Task | List each line of the entries below that contains the word "shrub".

Material for the task |
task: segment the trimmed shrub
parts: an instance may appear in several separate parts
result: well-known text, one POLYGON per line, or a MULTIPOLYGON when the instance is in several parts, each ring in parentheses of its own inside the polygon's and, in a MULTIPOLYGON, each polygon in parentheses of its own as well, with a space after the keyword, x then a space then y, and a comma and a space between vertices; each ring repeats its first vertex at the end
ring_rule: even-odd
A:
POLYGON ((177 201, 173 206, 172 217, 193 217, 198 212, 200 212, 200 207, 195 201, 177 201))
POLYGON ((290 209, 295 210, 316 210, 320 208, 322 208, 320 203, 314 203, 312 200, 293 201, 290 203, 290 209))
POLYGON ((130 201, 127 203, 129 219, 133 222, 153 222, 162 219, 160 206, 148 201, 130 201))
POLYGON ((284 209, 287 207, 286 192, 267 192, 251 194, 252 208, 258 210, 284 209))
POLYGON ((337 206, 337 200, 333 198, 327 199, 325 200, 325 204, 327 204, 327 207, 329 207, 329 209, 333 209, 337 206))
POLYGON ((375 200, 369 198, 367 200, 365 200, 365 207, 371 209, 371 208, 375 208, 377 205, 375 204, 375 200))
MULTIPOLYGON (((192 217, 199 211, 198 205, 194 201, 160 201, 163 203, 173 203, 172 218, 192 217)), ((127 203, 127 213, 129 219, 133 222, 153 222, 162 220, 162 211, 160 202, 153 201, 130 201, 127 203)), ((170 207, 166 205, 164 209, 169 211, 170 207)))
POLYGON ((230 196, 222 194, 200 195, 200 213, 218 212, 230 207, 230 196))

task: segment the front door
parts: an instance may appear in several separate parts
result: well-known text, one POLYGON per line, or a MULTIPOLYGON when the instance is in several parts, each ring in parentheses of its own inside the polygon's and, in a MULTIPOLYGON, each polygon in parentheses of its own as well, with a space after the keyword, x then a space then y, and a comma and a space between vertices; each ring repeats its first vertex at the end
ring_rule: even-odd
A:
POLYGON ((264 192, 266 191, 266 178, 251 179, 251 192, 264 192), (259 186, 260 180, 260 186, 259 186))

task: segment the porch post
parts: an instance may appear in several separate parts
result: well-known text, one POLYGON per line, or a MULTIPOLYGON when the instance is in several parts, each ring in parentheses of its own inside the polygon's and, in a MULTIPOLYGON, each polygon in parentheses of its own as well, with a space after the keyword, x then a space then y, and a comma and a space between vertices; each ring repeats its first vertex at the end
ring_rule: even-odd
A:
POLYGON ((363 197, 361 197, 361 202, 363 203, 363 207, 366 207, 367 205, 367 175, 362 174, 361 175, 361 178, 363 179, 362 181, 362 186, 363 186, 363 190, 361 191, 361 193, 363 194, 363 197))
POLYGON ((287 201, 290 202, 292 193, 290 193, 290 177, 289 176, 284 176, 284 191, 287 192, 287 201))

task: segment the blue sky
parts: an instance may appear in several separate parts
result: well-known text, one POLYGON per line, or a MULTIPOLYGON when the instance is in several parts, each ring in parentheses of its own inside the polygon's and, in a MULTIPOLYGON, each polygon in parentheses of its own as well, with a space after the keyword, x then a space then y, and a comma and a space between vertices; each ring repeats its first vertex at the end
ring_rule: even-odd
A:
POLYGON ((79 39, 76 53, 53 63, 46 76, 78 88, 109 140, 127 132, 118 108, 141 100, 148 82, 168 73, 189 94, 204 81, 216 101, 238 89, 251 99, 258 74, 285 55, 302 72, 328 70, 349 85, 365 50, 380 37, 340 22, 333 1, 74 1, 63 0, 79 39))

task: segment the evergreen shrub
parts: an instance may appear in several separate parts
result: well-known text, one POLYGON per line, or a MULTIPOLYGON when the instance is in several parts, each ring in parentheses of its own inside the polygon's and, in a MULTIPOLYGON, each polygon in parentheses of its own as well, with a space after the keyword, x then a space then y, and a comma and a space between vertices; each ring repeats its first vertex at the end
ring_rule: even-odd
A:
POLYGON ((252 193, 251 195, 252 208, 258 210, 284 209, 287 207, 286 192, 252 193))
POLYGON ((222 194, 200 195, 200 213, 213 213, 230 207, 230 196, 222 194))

Answer to the problem |
task: segment the trimmed shrub
task: segment the evergreen shrub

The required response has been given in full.